Bring together every line in the data that includes "hillside".

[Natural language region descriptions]
-=-=-=-=-

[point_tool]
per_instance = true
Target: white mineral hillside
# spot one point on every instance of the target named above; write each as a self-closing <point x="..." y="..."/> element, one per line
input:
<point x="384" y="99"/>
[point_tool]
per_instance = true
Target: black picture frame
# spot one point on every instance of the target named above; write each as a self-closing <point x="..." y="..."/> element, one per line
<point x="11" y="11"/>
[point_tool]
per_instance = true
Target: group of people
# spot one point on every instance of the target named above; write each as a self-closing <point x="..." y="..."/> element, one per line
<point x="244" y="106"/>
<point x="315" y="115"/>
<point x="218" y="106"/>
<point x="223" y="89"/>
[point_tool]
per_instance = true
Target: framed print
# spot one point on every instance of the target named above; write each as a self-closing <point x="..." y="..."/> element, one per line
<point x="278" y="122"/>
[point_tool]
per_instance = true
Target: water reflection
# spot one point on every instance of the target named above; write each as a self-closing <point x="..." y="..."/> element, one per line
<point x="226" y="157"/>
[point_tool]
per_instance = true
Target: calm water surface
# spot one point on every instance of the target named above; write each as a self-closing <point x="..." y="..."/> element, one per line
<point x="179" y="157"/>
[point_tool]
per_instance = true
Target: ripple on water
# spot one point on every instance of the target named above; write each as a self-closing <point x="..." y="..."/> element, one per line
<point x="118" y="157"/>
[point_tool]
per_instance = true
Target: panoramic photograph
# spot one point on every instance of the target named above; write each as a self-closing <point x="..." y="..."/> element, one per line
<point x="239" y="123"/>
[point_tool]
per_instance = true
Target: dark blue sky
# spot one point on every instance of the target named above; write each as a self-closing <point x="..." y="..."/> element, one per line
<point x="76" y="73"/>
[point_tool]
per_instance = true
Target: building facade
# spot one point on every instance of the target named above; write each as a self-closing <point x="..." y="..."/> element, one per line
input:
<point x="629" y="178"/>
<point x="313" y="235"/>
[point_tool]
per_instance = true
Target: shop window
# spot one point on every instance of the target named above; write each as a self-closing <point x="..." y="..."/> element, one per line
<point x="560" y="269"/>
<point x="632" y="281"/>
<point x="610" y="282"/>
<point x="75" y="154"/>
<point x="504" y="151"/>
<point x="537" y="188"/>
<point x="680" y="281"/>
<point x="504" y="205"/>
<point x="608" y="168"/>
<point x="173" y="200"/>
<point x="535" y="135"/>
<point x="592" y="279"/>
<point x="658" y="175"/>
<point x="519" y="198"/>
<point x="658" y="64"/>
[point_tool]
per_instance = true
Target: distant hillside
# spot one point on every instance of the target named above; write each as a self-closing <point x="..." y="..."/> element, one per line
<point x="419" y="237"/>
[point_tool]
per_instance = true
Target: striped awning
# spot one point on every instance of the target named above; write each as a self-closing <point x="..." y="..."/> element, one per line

-=-=-=-=-

Written answer →
Target: white mineral hillside
Target: distant hillside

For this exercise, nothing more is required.